About this exercise
State how many lines in the listing include the word "front", and give no other text.

Information provided
§ §
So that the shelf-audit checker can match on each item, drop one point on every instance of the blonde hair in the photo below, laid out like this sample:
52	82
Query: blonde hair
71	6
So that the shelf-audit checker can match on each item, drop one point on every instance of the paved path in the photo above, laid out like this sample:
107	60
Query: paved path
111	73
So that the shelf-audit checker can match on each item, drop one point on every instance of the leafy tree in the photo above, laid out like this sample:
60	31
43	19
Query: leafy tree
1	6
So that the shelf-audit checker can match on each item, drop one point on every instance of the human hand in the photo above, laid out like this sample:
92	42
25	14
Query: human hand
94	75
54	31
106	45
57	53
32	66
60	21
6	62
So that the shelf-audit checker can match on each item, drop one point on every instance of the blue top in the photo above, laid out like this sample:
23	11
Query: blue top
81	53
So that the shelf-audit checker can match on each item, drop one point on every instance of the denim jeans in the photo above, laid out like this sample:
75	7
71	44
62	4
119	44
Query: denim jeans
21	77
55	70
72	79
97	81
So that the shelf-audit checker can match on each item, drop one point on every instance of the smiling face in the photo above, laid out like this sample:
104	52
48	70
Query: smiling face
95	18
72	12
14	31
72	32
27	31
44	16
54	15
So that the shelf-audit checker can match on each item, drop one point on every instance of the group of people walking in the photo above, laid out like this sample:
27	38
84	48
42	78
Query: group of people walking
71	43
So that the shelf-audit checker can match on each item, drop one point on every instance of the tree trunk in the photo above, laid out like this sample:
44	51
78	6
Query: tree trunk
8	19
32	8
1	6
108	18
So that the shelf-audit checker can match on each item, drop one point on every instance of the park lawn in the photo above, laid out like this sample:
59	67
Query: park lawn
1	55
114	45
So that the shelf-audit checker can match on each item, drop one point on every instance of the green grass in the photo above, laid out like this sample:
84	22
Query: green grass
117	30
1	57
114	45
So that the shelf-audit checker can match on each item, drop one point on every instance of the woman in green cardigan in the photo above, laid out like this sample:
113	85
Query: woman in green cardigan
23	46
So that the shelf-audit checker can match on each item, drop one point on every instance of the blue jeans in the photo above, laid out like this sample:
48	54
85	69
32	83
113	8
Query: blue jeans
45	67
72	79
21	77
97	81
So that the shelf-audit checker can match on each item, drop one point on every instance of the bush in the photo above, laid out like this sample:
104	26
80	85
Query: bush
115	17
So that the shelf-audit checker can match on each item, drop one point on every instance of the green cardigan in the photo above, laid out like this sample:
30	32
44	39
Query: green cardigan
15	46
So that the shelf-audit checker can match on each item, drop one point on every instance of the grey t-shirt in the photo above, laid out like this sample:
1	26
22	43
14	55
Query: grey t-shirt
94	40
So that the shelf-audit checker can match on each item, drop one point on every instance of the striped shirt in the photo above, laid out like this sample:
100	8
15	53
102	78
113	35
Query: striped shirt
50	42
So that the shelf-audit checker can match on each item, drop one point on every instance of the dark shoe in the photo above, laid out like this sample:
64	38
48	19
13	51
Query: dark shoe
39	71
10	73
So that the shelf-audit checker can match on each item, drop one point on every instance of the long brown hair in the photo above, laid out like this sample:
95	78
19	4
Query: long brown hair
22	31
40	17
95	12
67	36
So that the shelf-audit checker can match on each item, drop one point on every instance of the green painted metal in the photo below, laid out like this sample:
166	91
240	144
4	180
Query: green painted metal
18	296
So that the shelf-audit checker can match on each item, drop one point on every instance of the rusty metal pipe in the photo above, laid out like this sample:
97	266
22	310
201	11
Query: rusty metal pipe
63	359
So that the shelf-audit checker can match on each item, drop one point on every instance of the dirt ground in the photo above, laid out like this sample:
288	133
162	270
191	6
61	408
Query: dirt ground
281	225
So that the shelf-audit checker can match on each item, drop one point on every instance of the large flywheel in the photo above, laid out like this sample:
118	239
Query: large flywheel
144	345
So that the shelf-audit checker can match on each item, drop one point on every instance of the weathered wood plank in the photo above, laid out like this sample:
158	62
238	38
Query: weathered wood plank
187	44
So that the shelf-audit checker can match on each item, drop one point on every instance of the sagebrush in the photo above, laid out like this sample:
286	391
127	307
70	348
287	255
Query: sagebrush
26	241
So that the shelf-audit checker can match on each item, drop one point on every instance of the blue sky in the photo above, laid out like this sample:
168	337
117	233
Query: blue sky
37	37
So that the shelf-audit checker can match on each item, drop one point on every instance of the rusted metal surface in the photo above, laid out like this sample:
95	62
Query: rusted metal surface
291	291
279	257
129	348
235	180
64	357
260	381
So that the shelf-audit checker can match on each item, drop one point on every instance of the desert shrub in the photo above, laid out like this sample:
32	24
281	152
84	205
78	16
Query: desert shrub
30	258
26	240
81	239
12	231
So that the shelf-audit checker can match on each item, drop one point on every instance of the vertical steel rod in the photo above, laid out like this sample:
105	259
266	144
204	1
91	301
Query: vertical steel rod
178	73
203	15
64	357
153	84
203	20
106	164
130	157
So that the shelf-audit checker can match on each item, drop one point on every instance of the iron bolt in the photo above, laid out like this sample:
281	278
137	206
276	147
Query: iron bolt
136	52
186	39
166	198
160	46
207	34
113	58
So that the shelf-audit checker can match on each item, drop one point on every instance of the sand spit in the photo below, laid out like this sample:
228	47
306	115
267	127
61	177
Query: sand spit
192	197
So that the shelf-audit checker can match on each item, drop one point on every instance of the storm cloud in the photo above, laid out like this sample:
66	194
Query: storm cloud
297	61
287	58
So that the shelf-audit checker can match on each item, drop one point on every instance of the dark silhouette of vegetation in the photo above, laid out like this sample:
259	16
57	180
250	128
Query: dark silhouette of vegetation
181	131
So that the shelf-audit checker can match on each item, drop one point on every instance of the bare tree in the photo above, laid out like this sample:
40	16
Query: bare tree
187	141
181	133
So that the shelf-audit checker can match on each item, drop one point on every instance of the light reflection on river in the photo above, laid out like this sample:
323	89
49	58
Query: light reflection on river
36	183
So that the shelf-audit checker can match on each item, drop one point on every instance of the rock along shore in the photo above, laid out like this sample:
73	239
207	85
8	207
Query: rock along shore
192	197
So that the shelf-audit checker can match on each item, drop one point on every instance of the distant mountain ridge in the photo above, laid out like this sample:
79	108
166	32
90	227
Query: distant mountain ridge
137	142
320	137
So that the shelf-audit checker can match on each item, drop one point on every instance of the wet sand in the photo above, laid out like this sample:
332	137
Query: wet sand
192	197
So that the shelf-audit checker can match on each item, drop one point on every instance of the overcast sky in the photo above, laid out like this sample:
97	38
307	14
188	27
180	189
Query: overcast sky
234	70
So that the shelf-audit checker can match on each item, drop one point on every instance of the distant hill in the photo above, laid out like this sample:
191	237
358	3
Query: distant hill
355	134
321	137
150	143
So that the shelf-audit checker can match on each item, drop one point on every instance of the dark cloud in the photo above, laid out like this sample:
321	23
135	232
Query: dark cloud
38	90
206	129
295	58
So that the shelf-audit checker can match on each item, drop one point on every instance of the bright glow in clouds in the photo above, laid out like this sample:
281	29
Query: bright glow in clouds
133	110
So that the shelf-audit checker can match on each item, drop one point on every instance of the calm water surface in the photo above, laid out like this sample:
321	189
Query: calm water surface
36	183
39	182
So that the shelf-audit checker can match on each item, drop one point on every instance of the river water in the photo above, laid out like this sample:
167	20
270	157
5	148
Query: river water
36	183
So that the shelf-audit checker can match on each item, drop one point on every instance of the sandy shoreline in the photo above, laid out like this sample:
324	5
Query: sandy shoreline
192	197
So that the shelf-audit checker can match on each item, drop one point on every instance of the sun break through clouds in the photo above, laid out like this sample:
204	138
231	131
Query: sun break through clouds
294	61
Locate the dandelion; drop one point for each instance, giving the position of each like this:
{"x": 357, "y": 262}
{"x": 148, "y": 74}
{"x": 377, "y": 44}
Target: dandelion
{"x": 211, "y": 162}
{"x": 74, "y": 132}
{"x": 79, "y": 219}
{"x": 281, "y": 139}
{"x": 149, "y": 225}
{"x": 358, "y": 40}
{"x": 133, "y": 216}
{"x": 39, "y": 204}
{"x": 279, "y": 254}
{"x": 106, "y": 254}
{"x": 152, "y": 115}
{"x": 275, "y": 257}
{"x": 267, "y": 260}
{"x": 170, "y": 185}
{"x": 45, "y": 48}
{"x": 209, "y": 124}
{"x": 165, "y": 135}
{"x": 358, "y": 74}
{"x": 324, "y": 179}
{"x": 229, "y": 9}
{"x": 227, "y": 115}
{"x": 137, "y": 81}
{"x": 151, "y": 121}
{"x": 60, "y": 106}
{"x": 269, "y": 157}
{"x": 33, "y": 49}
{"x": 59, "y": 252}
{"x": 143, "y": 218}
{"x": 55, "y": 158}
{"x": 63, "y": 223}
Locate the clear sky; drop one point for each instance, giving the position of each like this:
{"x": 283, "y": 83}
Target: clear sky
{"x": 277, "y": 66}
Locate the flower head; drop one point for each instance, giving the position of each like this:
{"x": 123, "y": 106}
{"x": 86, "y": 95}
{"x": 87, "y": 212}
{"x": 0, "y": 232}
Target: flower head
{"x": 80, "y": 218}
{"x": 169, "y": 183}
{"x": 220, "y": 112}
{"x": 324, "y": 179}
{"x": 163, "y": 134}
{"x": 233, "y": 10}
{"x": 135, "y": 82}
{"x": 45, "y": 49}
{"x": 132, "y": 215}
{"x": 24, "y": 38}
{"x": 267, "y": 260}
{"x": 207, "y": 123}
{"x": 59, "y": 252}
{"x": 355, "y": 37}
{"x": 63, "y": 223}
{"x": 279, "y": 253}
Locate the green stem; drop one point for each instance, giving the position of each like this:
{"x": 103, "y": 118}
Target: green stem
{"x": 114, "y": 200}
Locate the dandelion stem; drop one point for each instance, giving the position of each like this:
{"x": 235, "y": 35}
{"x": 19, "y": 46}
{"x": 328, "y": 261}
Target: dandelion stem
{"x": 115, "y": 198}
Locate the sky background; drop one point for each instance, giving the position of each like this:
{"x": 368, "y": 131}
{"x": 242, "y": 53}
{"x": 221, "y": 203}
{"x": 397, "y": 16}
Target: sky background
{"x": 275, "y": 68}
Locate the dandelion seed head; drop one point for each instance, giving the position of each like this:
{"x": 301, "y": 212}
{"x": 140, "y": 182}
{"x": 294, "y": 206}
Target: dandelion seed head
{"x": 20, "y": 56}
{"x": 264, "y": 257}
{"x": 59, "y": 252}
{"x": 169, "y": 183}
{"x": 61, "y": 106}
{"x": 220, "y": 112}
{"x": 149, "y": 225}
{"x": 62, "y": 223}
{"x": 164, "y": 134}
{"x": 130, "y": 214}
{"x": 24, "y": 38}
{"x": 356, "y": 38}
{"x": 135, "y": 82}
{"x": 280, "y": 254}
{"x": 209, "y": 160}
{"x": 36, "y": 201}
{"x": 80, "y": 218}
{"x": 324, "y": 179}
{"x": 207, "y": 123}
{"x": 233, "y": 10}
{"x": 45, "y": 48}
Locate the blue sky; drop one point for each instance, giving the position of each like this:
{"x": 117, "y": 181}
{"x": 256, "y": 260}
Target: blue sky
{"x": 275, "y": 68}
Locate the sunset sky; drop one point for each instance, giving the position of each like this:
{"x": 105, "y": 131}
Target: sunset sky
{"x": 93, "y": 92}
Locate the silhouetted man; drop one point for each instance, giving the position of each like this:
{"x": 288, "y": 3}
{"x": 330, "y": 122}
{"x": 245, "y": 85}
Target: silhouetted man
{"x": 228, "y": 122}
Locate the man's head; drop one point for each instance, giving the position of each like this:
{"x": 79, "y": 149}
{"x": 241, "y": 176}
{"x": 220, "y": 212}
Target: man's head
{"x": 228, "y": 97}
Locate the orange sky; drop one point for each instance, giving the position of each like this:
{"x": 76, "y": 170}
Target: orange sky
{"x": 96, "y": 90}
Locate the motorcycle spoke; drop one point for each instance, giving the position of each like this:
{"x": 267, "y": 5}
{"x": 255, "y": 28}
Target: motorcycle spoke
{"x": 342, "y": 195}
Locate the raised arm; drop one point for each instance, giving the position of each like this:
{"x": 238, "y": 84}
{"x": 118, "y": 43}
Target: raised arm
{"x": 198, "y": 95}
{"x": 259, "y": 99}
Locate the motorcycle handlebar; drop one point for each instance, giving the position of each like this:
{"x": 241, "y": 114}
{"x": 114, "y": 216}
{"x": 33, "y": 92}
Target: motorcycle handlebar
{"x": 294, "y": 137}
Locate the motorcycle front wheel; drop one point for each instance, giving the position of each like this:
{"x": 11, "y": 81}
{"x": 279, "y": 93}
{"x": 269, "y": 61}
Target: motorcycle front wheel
§ §
Result for this task
2